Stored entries
────────────────────

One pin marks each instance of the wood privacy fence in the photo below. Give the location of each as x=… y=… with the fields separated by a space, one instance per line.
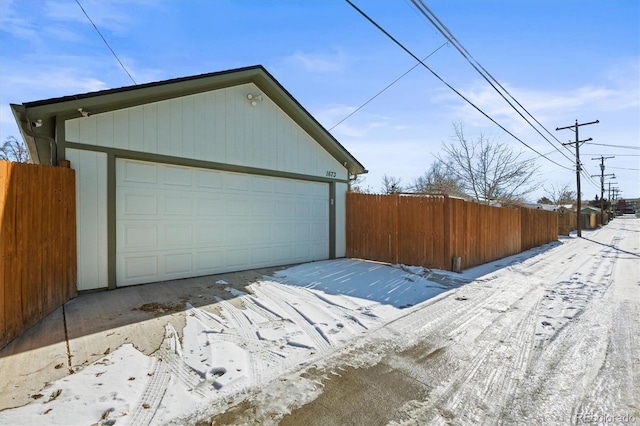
x=566 y=222
x=37 y=244
x=432 y=230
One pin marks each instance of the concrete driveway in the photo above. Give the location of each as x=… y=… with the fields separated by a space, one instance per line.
x=95 y=323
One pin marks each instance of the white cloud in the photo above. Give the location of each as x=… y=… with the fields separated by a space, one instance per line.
x=334 y=62
x=106 y=15
x=546 y=106
x=18 y=25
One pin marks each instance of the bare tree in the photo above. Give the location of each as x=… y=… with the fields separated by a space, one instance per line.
x=437 y=180
x=391 y=185
x=356 y=185
x=559 y=195
x=14 y=150
x=488 y=170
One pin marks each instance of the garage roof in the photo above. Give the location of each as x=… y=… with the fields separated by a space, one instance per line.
x=37 y=120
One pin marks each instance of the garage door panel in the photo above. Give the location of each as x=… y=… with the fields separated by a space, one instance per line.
x=261 y=256
x=236 y=206
x=262 y=207
x=237 y=257
x=178 y=263
x=208 y=234
x=172 y=176
x=206 y=206
x=140 y=268
x=209 y=179
x=178 y=234
x=136 y=236
x=178 y=222
x=209 y=261
x=136 y=202
x=177 y=205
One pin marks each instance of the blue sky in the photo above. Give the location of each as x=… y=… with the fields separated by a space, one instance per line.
x=561 y=59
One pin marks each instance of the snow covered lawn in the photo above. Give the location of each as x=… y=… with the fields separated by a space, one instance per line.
x=285 y=321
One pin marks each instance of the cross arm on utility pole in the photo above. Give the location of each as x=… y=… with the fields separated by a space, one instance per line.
x=577 y=125
x=578 y=169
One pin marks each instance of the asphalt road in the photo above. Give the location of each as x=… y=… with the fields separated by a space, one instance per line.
x=549 y=340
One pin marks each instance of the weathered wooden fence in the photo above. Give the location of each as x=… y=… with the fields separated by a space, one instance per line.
x=567 y=222
x=537 y=227
x=37 y=244
x=431 y=231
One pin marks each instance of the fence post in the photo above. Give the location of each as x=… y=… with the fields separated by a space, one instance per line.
x=448 y=255
x=396 y=232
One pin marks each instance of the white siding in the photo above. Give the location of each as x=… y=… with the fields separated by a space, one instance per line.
x=341 y=219
x=91 y=217
x=218 y=126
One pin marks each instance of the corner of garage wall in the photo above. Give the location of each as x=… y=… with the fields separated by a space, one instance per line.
x=91 y=217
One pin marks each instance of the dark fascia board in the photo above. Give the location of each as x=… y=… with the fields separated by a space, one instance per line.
x=129 y=96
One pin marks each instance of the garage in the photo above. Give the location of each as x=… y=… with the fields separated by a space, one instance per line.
x=177 y=222
x=192 y=176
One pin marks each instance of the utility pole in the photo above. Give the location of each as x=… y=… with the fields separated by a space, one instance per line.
x=578 y=168
x=602 y=175
x=610 y=200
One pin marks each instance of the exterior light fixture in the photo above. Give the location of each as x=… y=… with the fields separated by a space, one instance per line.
x=254 y=99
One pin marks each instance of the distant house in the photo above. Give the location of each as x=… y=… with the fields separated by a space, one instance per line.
x=194 y=176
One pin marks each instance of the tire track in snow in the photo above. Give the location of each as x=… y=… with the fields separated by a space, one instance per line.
x=170 y=353
x=348 y=315
x=148 y=405
x=276 y=297
x=567 y=365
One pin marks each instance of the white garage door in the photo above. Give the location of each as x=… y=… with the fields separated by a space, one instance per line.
x=177 y=222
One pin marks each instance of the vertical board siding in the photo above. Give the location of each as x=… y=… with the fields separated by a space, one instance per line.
x=91 y=201
x=37 y=244
x=431 y=231
x=218 y=126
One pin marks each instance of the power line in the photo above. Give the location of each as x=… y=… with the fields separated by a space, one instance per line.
x=616 y=146
x=105 y=41
x=623 y=168
x=388 y=86
x=448 y=85
x=448 y=35
x=620 y=155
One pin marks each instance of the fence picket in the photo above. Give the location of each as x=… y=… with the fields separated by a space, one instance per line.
x=431 y=230
x=37 y=244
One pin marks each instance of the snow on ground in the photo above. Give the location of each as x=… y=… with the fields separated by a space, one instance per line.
x=298 y=315
x=539 y=337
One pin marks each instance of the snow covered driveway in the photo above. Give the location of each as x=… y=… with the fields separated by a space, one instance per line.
x=545 y=337
x=549 y=339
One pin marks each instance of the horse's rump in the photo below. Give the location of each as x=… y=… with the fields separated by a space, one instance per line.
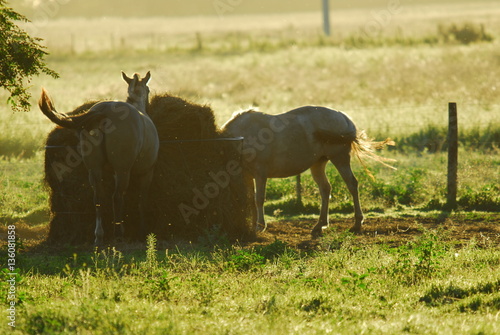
x=330 y=137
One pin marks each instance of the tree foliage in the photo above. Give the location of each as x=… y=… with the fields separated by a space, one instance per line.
x=21 y=58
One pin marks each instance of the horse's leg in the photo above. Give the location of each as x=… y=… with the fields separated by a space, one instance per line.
x=319 y=176
x=260 y=195
x=122 y=179
x=144 y=183
x=95 y=178
x=343 y=164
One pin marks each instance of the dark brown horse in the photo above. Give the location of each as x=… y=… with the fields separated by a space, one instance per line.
x=118 y=134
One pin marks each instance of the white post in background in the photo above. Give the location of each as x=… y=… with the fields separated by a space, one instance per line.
x=326 y=17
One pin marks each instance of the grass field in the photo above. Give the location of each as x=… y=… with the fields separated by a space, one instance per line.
x=393 y=77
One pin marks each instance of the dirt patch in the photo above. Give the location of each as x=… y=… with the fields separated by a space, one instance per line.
x=391 y=231
x=387 y=230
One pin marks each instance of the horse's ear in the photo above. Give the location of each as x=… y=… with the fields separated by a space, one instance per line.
x=127 y=79
x=147 y=77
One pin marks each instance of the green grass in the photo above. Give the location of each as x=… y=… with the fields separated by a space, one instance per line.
x=424 y=287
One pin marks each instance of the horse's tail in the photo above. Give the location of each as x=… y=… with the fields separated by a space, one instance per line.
x=362 y=146
x=47 y=108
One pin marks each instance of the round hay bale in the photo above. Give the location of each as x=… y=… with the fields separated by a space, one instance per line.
x=198 y=182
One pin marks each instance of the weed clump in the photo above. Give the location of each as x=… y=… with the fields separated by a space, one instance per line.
x=465 y=33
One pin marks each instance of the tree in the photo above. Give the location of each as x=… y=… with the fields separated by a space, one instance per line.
x=21 y=58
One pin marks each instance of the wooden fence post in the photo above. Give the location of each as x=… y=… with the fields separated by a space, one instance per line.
x=298 y=190
x=451 y=200
x=326 y=17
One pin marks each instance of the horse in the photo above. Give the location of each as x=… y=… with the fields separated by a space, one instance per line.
x=287 y=144
x=116 y=134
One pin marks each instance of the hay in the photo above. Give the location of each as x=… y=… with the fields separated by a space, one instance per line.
x=195 y=187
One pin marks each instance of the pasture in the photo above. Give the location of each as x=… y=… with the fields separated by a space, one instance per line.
x=416 y=269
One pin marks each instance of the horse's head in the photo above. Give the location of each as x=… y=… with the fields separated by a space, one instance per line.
x=138 y=90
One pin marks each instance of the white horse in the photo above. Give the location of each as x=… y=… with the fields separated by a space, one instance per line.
x=283 y=145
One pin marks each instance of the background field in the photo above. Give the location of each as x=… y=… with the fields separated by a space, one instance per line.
x=418 y=269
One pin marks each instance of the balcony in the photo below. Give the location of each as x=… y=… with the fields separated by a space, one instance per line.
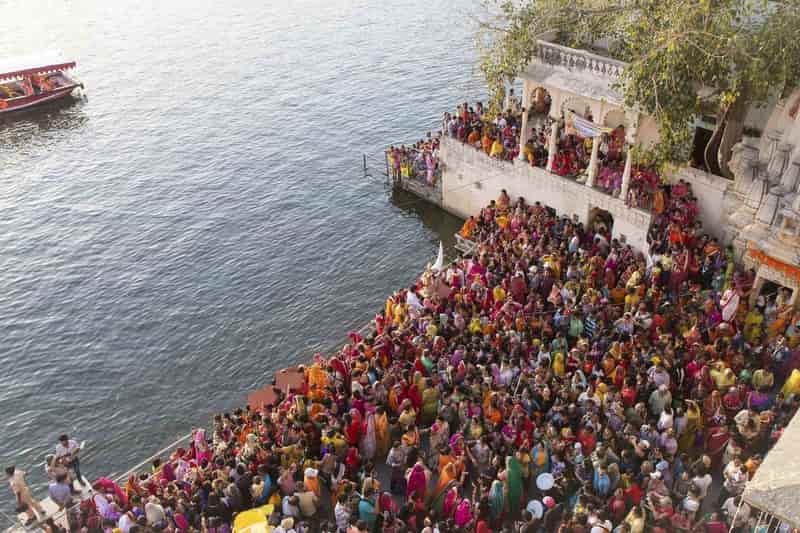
x=572 y=58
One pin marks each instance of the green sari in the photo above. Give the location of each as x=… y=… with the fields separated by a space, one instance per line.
x=497 y=500
x=513 y=485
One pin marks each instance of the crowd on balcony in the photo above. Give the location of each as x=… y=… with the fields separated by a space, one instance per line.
x=555 y=380
x=497 y=138
x=419 y=161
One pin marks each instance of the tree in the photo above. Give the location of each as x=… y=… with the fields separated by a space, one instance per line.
x=686 y=58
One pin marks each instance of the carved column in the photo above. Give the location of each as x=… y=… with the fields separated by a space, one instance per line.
x=552 y=145
x=523 y=134
x=592 y=174
x=626 y=174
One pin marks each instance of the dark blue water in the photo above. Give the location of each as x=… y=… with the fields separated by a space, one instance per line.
x=203 y=219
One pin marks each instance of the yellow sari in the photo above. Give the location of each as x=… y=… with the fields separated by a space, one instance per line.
x=382 y=436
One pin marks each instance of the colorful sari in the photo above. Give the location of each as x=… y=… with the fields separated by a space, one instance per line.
x=463 y=514
x=416 y=482
x=202 y=451
x=447 y=475
x=444 y=505
x=513 y=485
x=369 y=440
x=382 y=437
x=496 y=500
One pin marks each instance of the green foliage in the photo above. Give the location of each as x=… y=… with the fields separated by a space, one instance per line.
x=684 y=56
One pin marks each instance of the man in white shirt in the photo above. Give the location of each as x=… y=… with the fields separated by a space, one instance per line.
x=154 y=512
x=16 y=479
x=342 y=513
x=67 y=451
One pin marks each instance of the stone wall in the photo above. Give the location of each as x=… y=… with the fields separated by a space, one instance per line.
x=470 y=180
x=710 y=191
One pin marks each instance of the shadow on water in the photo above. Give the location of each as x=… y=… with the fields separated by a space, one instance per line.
x=20 y=128
x=433 y=217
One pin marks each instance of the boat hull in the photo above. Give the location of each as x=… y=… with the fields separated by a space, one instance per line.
x=28 y=102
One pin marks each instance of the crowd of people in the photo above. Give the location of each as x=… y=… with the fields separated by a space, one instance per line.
x=499 y=139
x=555 y=380
x=418 y=161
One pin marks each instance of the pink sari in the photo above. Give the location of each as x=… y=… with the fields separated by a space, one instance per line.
x=417 y=482
x=463 y=513
x=202 y=451
x=450 y=501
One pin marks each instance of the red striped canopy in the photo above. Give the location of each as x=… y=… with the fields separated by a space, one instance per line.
x=27 y=66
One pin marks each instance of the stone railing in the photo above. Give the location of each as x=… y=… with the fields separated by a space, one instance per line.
x=555 y=54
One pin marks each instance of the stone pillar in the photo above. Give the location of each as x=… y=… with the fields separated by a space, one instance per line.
x=592 y=171
x=758 y=285
x=552 y=145
x=626 y=174
x=793 y=298
x=523 y=134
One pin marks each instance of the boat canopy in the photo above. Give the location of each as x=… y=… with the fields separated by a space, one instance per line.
x=44 y=63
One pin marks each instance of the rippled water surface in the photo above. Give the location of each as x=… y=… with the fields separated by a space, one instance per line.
x=203 y=218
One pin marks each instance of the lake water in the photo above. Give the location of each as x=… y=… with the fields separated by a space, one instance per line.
x=203 y=218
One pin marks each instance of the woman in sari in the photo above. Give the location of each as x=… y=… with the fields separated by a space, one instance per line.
x=463 y=514
x=382 y=436
x=445 y=506
x=712 y=406
x=496 y=501
x=132 y=487
x=753 y=324
x=417 y=481
x=694 y=423
x=430 y=404
x=513 y=480
x=369 y=443
x=447 y=475
x=716 y=441
x=386 y=503
x=202 y=450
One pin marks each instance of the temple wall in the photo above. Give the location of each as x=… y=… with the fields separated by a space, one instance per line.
x=710 y=191
x=470 y=180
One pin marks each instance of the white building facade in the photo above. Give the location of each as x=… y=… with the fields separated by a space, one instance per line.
x=758 y=212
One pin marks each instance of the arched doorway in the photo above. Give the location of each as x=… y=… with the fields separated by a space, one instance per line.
x=540 y=102
x=600 y=221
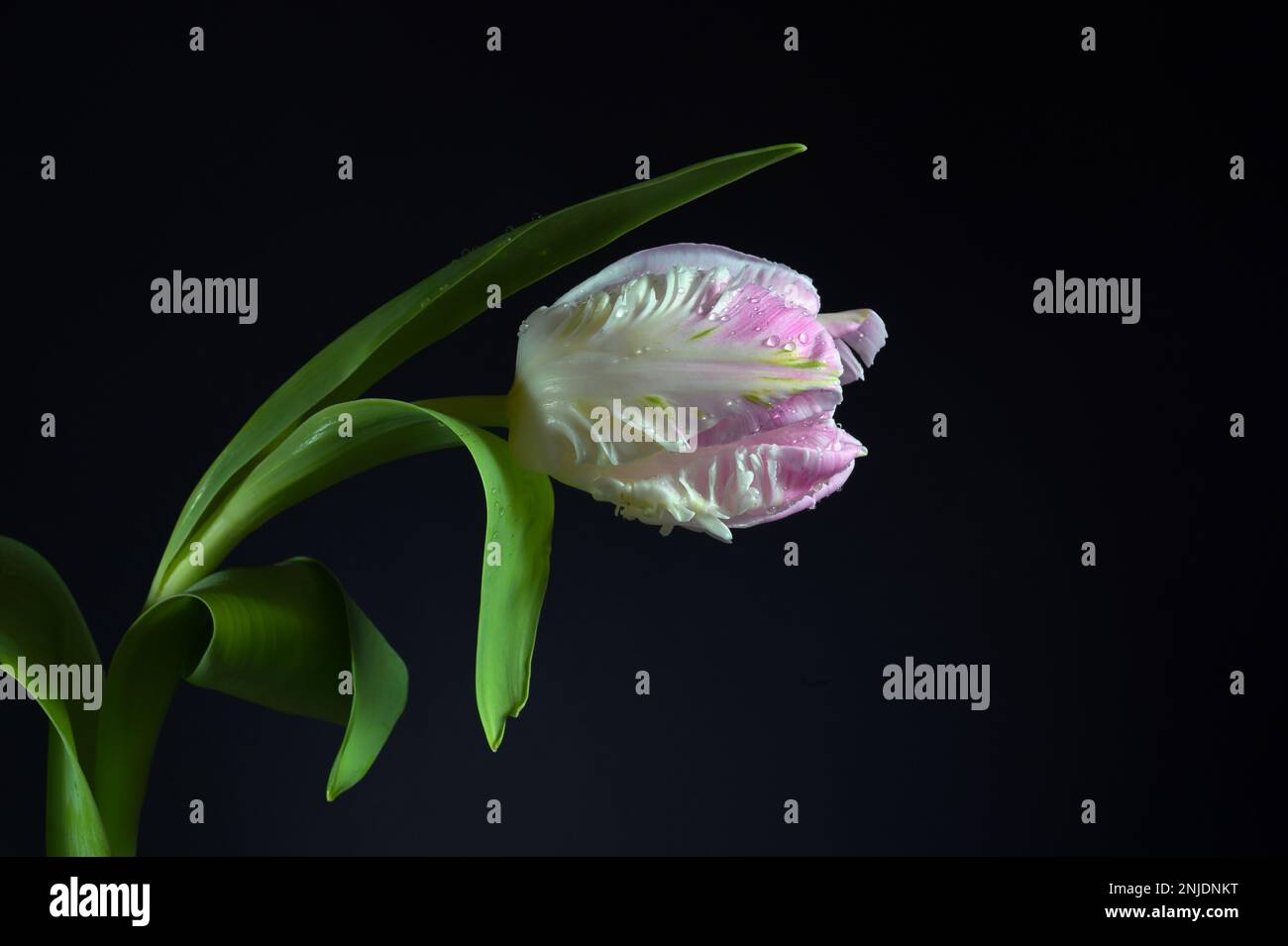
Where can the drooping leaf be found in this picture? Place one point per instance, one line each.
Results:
(40, 622)
(278, 636)
(519, 520)
(430, 310)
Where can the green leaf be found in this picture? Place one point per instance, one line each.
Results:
(520, 511)
(40, 622)
(519, 519)
(430, 310)
(277, 636)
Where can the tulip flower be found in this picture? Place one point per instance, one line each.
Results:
(716, 376)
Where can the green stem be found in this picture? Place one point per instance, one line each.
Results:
(480, 409)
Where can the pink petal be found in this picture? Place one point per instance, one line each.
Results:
(787, 282)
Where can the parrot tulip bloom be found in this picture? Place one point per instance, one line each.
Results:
(732, 341)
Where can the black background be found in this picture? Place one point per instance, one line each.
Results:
(1108, 683)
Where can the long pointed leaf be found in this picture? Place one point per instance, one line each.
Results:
(40, 622)
(277, 636)
(430, 310)
(519, 521)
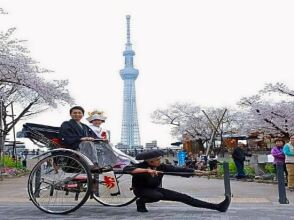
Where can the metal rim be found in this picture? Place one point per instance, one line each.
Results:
(60, 186)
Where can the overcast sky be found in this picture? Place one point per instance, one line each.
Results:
(209, 53)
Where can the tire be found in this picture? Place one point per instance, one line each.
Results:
(122, 197)
(60, 183)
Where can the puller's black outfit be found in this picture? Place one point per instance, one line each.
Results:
(148, 188)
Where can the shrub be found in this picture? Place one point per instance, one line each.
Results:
(269, 168)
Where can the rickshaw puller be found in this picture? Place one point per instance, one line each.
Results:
(147, 180)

────────────────────

WHAT YOU HAVE TO DO
Where the word "black" occurs in a line of the entries above, count that line, and reply with the total only.

EXERCISE RESPONSE
2